(SET TASK):
Pull out each line in the records below that contains the word "player", and list those lines.

Location identification items:
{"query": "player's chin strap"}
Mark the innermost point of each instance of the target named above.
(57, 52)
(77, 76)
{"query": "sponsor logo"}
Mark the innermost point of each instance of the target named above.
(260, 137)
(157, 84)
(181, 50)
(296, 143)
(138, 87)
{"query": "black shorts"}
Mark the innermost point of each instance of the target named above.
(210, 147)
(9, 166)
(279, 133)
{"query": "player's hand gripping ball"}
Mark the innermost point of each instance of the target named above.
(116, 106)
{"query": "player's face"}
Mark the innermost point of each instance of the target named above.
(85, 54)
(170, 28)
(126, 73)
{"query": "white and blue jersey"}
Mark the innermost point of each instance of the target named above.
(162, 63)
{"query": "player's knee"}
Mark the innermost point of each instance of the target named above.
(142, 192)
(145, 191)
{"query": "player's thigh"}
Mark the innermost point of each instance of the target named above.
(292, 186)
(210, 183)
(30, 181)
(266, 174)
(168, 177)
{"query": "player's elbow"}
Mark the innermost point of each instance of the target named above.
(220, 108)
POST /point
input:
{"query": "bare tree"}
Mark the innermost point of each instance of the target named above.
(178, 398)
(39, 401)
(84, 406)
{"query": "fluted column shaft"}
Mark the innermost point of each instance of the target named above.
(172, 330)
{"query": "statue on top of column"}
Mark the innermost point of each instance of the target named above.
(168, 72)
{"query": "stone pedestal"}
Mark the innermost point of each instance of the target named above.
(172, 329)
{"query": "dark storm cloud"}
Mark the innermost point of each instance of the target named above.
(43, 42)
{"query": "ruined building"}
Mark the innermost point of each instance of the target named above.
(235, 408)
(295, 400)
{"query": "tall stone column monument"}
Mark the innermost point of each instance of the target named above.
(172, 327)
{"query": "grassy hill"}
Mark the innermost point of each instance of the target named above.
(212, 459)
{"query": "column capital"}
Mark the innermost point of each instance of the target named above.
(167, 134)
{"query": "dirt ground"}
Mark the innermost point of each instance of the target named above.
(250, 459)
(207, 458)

(EXPECTED ANSWER):
{"query": "player's chin strap"}
{"query": "player's hand gripping ball"}
{"query": "player's face"}
{"query": "player's knee"}
{"query": "player's thigh"}
{"query": "player's elbow"}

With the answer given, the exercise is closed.